CS 111 Spring 2012

Lecture 13: File System Robustness

by Junda Zhu for a lecture by Professor Paul Eggert on May 17, 2012 at UCLA

What can go wrong with file systems?

In this lecture, we will handle the topic of file system robustness. To understand the robustness for file systems, we will first look at some common problems we will encounter.

Design Goal: to build reliable system, response well to bad things and make sure files not getting lost
Obstacles:
- External Events
  - Things that can go wrong from outside the file system
  - Ex: "Bad", or "tricky" user requests
- Internal Events
  - Things that can go wrong inside the file system
  - Ex: Disk failure, Program bug (not user's fault)
- We want hard modularity so that our FS is not affected when either or both these events happen

Back to Contents

Approaches to Building Reliability

[Approach 1] Build reliable components
- Assume each component works the way it should
- Delegated reliability problem to the individual components
  - We don't need to worry about reliability at the highest level
[Approach 2] Assume the components are unreliable and make everything reliable at the current level
Examples:
- Spontaneous errors in disk controller cache
  - Error checking within cache (Approach 1)

————

• EXERCISE AIM:
Reproduce the passage of the lecture notes on file system robustness starting with "- We want hard" and going on through "cache (Approach 1)", renaming "hard modularity" as "strict modularity".

Dataset excerpt:
————

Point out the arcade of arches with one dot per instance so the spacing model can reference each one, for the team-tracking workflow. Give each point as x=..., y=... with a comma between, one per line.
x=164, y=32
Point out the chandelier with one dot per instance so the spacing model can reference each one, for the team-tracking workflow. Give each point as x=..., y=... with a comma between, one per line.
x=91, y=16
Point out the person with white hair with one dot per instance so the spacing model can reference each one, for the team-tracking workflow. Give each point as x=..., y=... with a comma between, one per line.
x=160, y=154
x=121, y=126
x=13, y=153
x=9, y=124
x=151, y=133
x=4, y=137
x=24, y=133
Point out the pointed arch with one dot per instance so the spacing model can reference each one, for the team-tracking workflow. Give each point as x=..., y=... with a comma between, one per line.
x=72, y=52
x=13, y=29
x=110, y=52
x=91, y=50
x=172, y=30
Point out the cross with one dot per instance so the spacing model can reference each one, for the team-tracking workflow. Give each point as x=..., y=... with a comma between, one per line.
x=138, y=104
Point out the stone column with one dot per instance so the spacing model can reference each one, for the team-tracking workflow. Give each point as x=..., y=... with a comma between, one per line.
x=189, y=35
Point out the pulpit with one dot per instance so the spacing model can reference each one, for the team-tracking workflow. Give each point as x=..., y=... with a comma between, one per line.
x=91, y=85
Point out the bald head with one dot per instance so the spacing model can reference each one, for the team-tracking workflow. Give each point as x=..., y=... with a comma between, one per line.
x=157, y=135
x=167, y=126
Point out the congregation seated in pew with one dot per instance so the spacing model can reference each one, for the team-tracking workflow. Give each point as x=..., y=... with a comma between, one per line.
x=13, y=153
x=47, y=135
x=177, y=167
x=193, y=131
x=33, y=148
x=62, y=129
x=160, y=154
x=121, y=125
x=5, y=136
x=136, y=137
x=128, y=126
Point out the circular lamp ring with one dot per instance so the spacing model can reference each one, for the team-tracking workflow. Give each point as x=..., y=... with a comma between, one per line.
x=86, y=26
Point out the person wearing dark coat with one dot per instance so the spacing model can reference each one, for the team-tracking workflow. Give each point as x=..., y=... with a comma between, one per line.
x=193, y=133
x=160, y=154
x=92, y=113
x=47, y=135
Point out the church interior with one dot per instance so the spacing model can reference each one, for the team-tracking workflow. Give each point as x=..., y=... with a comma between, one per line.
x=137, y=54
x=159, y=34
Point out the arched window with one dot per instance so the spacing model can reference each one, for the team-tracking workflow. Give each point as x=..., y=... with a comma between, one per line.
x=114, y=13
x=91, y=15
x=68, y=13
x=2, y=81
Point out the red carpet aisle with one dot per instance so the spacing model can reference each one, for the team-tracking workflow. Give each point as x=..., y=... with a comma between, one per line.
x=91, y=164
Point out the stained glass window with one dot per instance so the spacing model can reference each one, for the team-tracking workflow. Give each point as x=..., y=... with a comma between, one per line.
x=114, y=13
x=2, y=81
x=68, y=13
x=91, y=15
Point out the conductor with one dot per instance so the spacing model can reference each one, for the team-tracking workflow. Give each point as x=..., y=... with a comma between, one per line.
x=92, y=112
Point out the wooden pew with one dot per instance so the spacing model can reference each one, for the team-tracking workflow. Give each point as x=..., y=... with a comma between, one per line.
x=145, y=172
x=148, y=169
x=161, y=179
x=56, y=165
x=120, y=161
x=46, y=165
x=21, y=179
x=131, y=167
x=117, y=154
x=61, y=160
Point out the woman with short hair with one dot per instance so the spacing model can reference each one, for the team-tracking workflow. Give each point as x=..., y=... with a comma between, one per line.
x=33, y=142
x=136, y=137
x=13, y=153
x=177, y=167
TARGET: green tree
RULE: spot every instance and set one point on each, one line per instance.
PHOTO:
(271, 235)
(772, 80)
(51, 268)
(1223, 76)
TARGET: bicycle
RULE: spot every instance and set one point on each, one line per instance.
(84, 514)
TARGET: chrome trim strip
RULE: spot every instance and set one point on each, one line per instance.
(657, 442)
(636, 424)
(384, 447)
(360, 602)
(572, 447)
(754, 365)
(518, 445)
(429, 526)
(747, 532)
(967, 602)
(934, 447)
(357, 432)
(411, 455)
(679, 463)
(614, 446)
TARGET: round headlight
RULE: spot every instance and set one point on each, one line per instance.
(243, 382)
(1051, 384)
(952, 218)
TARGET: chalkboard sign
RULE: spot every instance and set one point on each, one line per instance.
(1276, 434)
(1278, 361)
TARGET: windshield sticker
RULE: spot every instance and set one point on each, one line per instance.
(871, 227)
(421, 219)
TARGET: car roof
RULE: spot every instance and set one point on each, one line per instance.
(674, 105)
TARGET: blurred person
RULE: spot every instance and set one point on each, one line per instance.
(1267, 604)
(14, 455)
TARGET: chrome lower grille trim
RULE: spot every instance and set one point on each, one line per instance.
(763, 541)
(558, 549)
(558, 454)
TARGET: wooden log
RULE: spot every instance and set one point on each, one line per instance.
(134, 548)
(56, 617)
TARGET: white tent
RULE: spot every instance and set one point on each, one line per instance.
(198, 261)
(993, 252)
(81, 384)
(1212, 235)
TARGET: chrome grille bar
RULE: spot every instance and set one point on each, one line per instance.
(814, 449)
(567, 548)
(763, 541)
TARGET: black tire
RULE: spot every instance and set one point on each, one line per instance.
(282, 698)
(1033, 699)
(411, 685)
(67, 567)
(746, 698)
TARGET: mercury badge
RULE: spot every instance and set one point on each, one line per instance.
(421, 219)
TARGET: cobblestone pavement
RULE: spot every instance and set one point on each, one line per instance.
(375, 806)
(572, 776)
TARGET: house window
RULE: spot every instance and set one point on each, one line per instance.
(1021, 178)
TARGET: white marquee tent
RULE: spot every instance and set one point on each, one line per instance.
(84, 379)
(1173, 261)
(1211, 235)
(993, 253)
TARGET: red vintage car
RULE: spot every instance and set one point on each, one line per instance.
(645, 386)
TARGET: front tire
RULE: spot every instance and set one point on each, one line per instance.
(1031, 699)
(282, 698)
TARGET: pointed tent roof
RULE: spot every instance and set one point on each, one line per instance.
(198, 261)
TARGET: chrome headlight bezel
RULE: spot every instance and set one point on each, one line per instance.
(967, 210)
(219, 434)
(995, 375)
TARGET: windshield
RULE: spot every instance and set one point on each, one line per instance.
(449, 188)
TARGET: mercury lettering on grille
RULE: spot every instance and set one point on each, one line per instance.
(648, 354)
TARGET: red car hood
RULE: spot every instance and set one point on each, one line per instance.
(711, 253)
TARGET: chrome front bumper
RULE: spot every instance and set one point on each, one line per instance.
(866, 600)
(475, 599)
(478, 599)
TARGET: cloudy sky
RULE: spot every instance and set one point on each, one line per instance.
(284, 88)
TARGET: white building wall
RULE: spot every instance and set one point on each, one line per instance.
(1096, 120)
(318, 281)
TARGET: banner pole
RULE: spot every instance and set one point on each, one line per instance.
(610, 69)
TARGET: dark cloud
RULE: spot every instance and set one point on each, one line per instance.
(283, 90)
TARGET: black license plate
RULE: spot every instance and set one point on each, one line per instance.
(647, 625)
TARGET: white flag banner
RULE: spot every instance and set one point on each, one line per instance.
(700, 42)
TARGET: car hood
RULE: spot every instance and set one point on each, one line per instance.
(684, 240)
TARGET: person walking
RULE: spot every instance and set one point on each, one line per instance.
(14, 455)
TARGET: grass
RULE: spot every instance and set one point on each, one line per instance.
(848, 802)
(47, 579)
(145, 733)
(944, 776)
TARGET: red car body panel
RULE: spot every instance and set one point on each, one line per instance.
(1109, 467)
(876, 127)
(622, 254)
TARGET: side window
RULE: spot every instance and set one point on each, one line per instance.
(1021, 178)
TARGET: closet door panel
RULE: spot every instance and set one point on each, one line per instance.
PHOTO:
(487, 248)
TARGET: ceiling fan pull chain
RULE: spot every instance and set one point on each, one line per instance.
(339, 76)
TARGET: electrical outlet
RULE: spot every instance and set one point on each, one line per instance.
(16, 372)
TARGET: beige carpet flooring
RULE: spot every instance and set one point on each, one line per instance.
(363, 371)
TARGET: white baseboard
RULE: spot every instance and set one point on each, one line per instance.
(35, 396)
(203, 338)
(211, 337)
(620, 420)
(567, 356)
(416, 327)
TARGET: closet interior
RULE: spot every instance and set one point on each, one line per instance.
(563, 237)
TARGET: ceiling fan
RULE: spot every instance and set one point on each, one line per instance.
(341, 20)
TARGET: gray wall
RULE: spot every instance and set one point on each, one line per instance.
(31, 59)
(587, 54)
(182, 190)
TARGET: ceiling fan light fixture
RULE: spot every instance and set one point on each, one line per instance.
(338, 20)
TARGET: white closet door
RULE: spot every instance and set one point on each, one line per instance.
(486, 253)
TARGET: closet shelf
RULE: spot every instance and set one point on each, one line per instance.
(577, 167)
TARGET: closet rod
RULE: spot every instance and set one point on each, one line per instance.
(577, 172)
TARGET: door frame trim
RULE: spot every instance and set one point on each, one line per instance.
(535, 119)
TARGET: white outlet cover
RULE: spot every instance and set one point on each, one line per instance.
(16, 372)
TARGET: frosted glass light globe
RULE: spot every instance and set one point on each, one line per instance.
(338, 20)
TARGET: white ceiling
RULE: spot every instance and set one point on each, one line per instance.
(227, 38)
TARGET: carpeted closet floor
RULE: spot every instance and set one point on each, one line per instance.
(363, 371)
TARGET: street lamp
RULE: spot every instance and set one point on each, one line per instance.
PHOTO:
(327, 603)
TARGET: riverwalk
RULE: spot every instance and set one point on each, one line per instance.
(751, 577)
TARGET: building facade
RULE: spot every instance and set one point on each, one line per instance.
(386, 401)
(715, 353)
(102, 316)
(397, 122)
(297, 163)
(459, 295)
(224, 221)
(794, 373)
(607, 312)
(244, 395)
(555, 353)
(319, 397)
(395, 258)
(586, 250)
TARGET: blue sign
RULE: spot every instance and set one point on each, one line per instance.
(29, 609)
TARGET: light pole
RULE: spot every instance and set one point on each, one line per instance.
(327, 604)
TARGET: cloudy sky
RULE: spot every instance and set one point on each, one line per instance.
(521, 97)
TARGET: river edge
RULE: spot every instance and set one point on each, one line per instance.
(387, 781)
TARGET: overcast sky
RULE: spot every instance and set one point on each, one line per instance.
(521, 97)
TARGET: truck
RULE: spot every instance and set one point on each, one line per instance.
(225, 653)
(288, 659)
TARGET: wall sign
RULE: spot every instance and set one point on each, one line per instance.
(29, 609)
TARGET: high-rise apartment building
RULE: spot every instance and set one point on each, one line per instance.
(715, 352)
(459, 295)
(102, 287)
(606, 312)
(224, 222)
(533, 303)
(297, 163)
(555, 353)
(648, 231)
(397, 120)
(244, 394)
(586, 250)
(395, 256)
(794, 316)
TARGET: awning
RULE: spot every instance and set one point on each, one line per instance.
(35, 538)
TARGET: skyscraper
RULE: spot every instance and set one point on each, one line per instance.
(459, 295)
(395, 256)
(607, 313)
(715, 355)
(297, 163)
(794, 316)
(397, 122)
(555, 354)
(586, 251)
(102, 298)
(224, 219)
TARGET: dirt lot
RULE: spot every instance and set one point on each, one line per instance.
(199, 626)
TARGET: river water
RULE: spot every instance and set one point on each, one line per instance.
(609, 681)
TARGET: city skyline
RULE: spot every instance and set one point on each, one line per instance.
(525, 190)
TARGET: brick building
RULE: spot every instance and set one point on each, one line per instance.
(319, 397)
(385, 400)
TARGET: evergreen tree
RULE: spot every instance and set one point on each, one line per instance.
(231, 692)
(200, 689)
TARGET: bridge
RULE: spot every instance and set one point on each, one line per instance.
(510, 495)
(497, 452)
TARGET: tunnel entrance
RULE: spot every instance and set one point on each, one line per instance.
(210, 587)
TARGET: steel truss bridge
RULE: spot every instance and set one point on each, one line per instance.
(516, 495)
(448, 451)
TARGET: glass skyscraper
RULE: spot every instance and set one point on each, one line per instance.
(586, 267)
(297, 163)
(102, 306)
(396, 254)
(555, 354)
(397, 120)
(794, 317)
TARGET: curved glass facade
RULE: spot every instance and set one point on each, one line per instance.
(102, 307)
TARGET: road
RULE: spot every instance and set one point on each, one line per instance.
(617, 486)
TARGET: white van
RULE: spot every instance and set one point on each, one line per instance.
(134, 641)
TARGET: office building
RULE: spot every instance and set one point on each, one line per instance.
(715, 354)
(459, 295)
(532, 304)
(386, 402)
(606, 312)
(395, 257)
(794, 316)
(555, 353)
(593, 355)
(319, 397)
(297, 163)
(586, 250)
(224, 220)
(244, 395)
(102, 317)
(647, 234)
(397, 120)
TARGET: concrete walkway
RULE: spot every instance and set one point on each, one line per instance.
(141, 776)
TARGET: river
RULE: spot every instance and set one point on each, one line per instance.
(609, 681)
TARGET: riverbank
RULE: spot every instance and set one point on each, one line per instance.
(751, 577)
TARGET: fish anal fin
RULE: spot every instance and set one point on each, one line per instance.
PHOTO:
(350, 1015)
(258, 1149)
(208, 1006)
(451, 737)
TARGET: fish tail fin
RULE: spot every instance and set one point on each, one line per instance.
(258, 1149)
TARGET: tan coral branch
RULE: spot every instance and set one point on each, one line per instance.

————

• PROBLEM SOLUTION:
- We want strict modularity so that our FS is not affected when either or both these events happen

Back to Contents

Approaches to Building Reliability

[Approach 1] Build reliable components
- Assume each component works the way it should
- Delegated reliability problem to the individual components
  - We don't need to worry about reliability at the highest level
[Approach 2] Assume the components are unreliable and make everything reliable at the current level
Examples:
- Spontaneous errors in disk controller cache
  - Error checking within cache (Approach 1)